(Natural-language object grounding data)
------------------------------------------------

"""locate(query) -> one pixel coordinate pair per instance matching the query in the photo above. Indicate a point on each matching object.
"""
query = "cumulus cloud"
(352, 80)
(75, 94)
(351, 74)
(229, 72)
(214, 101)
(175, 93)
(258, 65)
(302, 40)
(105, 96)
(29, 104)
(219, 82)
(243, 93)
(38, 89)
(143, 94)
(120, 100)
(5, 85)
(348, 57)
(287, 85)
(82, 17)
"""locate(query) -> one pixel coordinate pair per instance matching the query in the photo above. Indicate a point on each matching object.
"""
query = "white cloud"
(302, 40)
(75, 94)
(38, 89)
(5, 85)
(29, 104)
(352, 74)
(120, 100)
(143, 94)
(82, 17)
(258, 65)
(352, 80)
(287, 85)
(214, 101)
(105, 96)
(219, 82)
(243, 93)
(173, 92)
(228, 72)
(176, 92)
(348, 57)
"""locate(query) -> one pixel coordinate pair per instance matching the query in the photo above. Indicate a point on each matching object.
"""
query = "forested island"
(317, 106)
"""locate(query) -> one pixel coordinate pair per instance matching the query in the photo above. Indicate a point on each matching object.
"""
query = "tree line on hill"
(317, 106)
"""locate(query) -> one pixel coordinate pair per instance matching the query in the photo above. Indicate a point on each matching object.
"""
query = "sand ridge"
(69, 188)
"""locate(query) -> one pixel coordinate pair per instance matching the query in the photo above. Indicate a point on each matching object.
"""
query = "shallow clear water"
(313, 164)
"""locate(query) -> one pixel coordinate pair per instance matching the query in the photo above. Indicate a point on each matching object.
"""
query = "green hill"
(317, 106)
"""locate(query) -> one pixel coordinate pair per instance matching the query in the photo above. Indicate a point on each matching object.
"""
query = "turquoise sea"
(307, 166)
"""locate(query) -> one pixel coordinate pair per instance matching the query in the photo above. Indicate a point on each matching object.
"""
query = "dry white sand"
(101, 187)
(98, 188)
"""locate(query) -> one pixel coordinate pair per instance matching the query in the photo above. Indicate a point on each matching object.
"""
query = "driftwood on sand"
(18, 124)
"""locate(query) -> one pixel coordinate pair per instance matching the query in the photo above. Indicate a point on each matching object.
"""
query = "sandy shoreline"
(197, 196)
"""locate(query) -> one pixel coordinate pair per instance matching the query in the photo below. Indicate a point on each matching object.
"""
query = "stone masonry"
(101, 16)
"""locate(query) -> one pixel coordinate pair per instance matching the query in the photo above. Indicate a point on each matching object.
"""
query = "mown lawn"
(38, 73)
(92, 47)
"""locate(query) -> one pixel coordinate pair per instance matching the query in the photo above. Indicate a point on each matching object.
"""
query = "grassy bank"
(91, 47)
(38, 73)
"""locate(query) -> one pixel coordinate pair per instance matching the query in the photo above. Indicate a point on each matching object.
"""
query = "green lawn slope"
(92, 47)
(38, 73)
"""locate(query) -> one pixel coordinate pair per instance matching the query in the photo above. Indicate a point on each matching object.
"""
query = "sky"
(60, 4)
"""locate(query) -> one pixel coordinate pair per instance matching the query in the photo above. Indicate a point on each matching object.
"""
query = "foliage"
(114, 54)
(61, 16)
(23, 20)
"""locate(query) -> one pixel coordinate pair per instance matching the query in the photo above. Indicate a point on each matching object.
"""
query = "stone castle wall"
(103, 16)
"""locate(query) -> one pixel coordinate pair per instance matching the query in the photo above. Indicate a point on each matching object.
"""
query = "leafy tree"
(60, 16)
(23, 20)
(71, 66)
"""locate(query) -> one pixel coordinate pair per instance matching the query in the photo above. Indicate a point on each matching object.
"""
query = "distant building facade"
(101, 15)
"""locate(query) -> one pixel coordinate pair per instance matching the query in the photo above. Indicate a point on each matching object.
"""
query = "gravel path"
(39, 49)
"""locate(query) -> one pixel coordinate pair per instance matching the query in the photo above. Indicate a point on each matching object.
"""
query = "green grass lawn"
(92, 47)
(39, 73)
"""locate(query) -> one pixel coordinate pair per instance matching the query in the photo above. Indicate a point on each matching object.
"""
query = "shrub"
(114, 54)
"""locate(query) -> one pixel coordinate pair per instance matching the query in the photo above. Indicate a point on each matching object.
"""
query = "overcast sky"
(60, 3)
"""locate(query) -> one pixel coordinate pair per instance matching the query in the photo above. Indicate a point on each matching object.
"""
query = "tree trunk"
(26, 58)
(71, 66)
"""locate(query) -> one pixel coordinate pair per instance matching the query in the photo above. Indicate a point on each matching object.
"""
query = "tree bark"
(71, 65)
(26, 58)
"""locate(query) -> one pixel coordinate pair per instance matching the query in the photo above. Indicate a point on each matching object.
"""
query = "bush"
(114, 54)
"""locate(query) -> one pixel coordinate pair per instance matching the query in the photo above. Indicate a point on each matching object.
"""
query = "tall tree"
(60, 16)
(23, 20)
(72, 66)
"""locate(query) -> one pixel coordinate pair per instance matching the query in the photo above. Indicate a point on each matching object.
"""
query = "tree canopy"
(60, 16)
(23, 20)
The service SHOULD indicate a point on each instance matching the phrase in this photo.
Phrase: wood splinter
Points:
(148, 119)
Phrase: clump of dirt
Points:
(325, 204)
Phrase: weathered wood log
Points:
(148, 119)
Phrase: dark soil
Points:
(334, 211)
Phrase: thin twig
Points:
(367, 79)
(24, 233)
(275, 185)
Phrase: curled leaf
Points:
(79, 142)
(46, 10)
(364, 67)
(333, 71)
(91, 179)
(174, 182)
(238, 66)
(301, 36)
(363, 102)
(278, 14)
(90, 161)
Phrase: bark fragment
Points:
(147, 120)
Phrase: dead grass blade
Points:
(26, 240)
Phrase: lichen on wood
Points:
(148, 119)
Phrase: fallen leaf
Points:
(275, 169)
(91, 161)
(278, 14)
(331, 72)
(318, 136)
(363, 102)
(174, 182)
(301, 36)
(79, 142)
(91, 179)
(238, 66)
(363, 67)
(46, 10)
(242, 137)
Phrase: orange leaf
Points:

------------------------------------------------

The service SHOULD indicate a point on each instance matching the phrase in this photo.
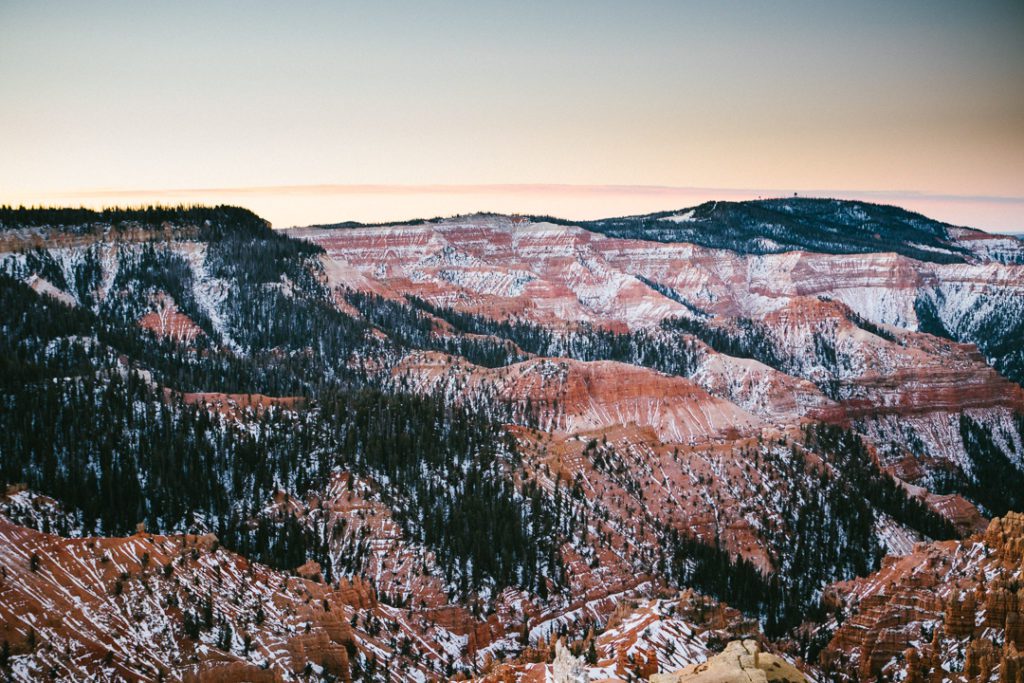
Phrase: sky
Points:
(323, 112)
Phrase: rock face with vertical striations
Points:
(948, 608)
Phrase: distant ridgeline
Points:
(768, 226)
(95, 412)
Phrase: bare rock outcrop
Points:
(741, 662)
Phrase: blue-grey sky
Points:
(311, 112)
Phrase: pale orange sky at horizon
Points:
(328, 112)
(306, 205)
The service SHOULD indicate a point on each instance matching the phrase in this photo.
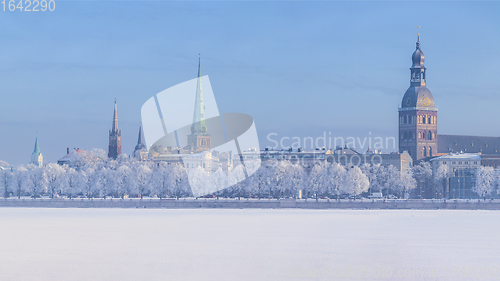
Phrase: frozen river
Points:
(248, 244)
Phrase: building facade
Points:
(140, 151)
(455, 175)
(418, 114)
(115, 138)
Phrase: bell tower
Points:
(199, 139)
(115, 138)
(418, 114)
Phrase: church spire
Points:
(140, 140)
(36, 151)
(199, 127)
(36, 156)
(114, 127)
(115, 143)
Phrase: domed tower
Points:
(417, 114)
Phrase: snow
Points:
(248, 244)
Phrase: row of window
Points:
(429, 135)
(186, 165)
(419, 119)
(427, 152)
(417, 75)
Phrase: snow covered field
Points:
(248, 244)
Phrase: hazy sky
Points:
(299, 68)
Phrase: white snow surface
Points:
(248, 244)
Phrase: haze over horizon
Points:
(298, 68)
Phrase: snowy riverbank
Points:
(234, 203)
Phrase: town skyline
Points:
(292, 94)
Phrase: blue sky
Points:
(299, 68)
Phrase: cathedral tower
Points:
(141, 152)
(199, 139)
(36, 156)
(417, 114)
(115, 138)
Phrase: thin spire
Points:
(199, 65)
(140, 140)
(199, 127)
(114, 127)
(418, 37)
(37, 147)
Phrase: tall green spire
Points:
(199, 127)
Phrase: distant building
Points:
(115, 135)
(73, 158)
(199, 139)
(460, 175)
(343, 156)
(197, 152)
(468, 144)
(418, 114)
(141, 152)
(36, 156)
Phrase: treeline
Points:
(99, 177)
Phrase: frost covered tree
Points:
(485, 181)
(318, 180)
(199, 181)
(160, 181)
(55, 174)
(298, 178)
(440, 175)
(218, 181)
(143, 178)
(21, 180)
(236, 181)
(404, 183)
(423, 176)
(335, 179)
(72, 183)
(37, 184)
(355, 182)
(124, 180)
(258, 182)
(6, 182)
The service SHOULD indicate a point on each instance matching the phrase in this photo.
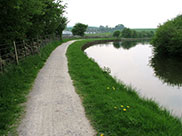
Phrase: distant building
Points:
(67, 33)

------------------------------------------------

WHAT YOU WILL DO |
Return a copy of every line in the records that includes the string "spire".

WRITTEN RESPONSE |
Phrase: church spire
Phrase: thin spire
Phrase: tall green spire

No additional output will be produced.